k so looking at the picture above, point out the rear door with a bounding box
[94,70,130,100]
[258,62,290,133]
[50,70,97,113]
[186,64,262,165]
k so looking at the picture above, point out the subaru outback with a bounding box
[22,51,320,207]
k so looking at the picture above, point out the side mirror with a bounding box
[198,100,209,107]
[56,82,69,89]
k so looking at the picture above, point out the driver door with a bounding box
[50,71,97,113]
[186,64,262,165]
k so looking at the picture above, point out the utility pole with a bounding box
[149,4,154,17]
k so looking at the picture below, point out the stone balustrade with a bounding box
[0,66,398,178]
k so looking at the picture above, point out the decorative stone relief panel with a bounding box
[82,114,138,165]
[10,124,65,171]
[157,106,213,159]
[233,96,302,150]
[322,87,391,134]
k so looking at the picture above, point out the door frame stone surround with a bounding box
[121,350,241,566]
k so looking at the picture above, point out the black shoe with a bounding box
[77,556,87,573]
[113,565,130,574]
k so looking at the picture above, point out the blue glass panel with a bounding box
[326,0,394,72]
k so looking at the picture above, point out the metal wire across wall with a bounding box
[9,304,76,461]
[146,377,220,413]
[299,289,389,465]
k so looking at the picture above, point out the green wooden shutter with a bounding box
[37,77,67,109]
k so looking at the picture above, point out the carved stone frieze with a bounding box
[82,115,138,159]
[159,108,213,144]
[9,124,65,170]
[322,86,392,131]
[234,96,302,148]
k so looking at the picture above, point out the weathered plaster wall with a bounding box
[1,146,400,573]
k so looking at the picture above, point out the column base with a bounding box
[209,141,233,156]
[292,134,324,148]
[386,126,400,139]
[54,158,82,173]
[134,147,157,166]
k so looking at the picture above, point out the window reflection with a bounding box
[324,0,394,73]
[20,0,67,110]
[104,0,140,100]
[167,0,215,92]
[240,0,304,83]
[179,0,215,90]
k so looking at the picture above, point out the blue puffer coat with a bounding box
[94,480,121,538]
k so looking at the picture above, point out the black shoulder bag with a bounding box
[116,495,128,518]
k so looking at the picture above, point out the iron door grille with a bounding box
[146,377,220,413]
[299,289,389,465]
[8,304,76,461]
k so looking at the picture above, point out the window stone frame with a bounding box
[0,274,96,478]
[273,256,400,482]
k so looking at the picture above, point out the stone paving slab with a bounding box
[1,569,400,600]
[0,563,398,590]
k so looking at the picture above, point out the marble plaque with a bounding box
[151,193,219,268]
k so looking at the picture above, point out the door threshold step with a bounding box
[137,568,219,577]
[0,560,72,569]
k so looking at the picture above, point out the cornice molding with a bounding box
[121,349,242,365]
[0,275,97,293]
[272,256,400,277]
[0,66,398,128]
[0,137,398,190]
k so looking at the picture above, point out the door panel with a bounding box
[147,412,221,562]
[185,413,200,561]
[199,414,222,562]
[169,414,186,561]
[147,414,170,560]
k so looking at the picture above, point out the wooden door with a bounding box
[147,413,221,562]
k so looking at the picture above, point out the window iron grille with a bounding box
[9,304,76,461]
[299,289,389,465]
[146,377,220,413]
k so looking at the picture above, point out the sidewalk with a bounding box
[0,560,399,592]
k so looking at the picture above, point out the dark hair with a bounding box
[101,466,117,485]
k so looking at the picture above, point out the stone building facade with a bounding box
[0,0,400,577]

• WORK REQUEST: Give back each entry so that it matches the original word for word.

• RESULT:
k so looking at the picture above, point out the rear door with a bounding box
[94,70,130,100]
[258,62,290,133]
[50,70,97,113]
[186,64,262,165]
k so looking at the picture above, point out the subaru outback with a bounding box
[22,51,320,207]
k so looking at the picture above, point out the side mirror with a bounding box
[198,100,209,107]
[56,82,69,89]
k so looking at the picture above, point out the driver door with a bounding box
[50,71,97,113]
[186,64,262,165]
k so looking at the picture above, point out the utility pole with a bounding box
[149,4,154,17]
k so looking at the picture below, point out the stone balustrade with a bounding box
[0,66,398,178]
k so looking at the picture above, point out the decorative stone relief panel with a bounding box
[82,114,138,165]
[10,124,65,171]
[157,106,213,159]
[233,96,302,150]
[322,87,391,134]
k so looking at the picture above, point out the door frame stone surround with a bounding box
[121,350,241,566]
k so looking at the picture above, point out the black shoe with a bounding box
[77,556,87,573]
[113,565,130,574]
k so looking at the picture above, point out the blue glass panel with a bounding box
[326,0,394,72]
k so looking at the picture above, point out the metal wire across wall with a bounding box
[9,304,76,461]
[146,377,220,413]
[299,289,389,465]
k so looking at the picture above, point out the green wooden shutter with a bounding box
[37,77,67,109]
k so looking at the picture above, point out the carved stone frieze with a bounding box
[82,115,138,159]
[159,108,213,144]
[9,124,65,170]
[322,86,392,131]
[234,96,302,148]
k so looking at the picture above, point out the weathered plaster wall with a bounding box
[1,146,400,573]
k so looking at the picture above, point out the column base with a bounding box
[209,141,233,156]
[292,134,324,148]
[386,126,400,139]
[54,158,82,173]
[134,147,157,166]
k so looking at the picture above, point out the window reflection with a bounding box
[324,0,394,73]
[20,0,67,110]
[104,0,140,100]
[167,0,215,92]
[240,0,304,83]
[179,0,215,90]
k so looking at the picture above, point out the blue puffer coat with a bounding box
[94,480,121,538]
k so looking at the picture above, point out the black shoulder bag with a bounding box
[116,495,128,518]
k so looking at the picture above, point out the iron door grille with a bounding box
[146,377,220,413]
[299,289,389,465]
[8,304,76,461]
k so looking at the picture above, point out the window stone frame with a bounding box
[0,274,96,478]
[273,256,400,482]
k so looking at the picture above, point out the stone paving slab with a bounding box
[1,569,400,600]
[0,563,398,590]
k so looking at the picture above, point out the marble plaque with a bounding box
[151,193,219,268]
k so looking at the picture above, point out the door threshold step with a bounding box
[137,568,219,577]
[0,560,72,569]
k so looking at the picture above, point out the cornice molding with a bounding box
[121,349,242,365]
[0,275,97,293]
[272,256,400,277]
[0,66,398,128]
[0,137,398,190]
k so looking at the picture above, point out the door panel with a bounding box
[147,412,221,562]
[185,413,200,561]
[199,414,222,562]
[169,414,186,561]
[147,414,170,560]
k so looking at the picture above, point out the wooden door with a bounding box
[147,413,221,562]
k so looking at the picture above, point out the window iron grille with a bounding box
[9,304,76,461]
[299,289,389,465]
[146,377,220,413]
k so looking at the picture above, point out the sidewalk with a bounding box
[0,560,399,592]
k so looking at the picture above, point out the dark hair with a bounding box
[101,466,117,485]
k so looking at the picture above, point out the stone building facade with a bounding box
[0,0,400,577]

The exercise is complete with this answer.